[[ Stored data, beginning ]]
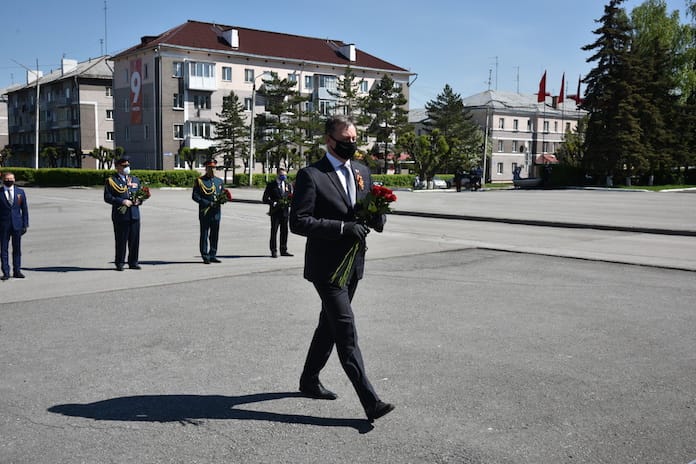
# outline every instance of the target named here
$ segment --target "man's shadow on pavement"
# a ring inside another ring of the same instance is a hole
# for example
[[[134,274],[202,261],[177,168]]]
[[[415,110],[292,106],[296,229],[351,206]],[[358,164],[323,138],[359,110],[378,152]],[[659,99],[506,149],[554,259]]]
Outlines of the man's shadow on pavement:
[[ Stored data, end ]]
• Activity: Pictures in the records above are left out; print everything else exactly as written.

• Response area:
# outline every instance of the target named here
$ segment --target "man's shadow on pavement"
# a ring inside another ring of the same instance is a hole
# for example
[[[134,274],[202,261],[177,168]]]
[[[415,110],[292,106],[296,229],[351,206]],[[358,164],[323,138],[359,110],[378,152]],[[659,99],[506,149],[554,259]]]
Outlines of the man's shadow on pavement:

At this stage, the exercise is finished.